[Work instructions] Please extract each line from the records below that contains the word "railing", treating uppercase and lowercase as different.

[Given data]
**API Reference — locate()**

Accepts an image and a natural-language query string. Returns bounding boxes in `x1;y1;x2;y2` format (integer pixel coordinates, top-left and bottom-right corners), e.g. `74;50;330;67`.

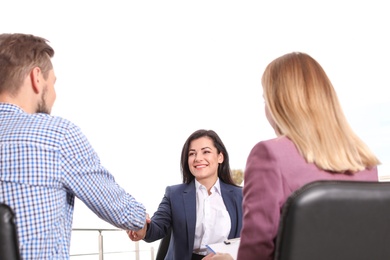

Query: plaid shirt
0;103;146;260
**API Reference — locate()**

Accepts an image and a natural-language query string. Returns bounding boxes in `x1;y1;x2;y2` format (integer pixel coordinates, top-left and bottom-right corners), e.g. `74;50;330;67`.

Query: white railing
70;228;156;260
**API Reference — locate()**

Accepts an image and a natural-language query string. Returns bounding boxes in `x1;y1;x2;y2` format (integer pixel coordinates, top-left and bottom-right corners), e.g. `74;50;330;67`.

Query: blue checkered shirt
0;103;146;260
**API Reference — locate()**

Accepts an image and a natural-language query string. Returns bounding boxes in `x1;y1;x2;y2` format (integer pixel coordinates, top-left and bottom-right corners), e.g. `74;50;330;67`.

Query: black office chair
274;181;390;260
0;203;21;260
156;229;172;260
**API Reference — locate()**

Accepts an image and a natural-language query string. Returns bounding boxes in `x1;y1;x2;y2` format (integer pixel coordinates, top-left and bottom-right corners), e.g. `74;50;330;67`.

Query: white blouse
193;179;231;255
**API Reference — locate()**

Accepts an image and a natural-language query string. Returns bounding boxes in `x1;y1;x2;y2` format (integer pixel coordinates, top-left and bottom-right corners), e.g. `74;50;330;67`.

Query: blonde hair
262;52;380;173
0;33;54;94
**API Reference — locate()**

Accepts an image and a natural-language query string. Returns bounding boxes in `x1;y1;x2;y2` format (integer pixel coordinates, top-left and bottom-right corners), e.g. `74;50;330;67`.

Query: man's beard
35;86;50;115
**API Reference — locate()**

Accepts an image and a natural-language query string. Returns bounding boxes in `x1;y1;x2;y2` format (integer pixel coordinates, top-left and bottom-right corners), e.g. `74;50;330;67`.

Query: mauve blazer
144;181;242;260
237;137;378;260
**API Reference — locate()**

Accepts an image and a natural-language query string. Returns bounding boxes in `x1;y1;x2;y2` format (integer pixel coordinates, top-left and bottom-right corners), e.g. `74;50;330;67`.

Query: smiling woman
129;129;242;260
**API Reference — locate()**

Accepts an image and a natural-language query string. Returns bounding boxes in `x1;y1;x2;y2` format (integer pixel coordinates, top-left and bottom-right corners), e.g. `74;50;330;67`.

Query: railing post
99;230;104;260
135;241;139;260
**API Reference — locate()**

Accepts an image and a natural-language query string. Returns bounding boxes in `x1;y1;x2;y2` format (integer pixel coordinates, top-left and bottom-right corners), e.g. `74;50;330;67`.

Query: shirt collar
195;178;222;195
0;102;24;113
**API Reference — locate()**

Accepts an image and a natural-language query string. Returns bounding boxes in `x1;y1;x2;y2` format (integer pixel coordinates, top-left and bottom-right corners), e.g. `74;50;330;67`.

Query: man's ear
30;67;42;94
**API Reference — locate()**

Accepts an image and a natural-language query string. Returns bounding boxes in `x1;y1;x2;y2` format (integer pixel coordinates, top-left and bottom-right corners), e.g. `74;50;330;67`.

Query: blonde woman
206;52;380;260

[Exercise response]
Query: white railing
Query: railing post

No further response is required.